Quoted passage:
________________

Revenge of the Rubes -- High-Tech Marches on in the Hinterland

San Francisco Chronicle | March 6, 2005

For much of urban history, major cities have enjoyed a remarkable monopoly of technology, information and economic power. Today, that stranglehold is being threatened in unprecedented ways that threaten the long- term health of large metropolitan economies, such as that of the Bay Area.

Ironically, this shift is being accelerated largely by the spread of telecommunications technology, which has been nurtured in places like Northern California, but which now provides great opportunities for companies far from the urban core.

What anthropologist Robert McC. Adams labels the "awesome technological destruction of distance" now undermines many traditional advantages enjoyed by established urban centers.

This dynamic has accelerated since the collapse of the dot-com boom in 2000. Since then, the relative economic position of places like San Francisco and Silicon Valley has been ebbing in favor of smaller, less celebrated places like southwest Florida and the smaller cities of the Intermountain West.

Although the high-tech crash also hit many smaller places, many of these have recovered faster and now appear to have the wind at their back.

Take for instance a place like Boise, Idaho, hardly somewhere that many Bay Area residents think of as serious competition for high-end jobs.

________________

Parts of the exercise:
A: In the article on high-tech in the hinterland, list everything it says major cities have long held a monopoly of.
B: Continue the article about high-tech jobs moving to smaller places, picking up after its last sentence.

Dataset entries:

________________

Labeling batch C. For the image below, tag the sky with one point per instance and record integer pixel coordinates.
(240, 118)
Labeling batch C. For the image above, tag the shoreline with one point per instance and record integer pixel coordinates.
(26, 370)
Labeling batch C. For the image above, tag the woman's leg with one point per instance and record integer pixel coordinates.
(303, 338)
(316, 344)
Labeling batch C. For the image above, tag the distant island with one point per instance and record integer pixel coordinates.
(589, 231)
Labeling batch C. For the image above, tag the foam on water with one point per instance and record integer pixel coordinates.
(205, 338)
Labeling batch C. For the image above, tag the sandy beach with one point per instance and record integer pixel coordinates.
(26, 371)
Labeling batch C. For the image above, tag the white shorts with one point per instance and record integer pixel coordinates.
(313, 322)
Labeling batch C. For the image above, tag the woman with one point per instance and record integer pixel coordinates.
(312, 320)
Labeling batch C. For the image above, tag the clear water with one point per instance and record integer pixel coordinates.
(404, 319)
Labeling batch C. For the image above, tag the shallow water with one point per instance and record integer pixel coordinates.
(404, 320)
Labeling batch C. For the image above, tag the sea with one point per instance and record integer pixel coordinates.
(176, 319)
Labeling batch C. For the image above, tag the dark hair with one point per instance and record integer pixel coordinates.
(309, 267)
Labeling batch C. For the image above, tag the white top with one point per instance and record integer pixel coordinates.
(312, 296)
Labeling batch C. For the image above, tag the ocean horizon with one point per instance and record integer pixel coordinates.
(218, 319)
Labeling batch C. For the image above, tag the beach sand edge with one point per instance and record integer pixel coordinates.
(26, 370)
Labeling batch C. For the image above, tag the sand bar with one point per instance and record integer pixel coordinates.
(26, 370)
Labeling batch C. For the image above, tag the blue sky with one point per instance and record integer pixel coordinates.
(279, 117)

________________

Answer list:
A: technology, information, economic power

B:
Yet since the dot-com bust, the city of slightly less than 200,000 has pulled off a far more robust recovery than Silicon Valley, the Bay Area or a host of traditional high-tech "new economy" hotspots, from Boston to Austin, Texas, which have continued to lose jobs in higher-end fields.

Since 2001, for example, Boise's information jobs have grown by nearly 7 percent, while professional business services and finance have enjoyed double-digit increases. In contrast, San Jose (Silicon Valley) has experienced a 23 percent drop in information jobs, a 21 percent loss in professional business services and a 2.2 percent loss in financial services.

The growth in places like Boise undermines the onetime pre-eminence of Silicon Valley, says John Sien, a former executive at Hewlett-Packard.

"Silicon Valley used to be the center of the galaxy in technology when there were fewer planets," observed Sien, who now lives near Reno. "We controlled most of everything. Now that galaxy is distributed."

It's not only the Bay Area's galactic role in tech that is being threatened. In fields from retail to professional and financial services, the region, along with other traditional centers such as Boston and New York, are losing ground to smaller places in the hinterland.

When bad times come, these areas take the biggest hit; and when a recovery emerges, as is the case now, they are often last, and slowest, to take advantage.

Just 20 years ago, San Francisco was the home to the world's largest bank and an established global center for high-end financial services. Between 2001 and 2004, the city lost nearly 17 percent of its business service jobs and roughly 9 percent of the positions in its financial sector.

Today, professional and financial jobs that used to be in the city or in the surrounding suburbs are happily moving to places like Charlotte, Boise or Reno.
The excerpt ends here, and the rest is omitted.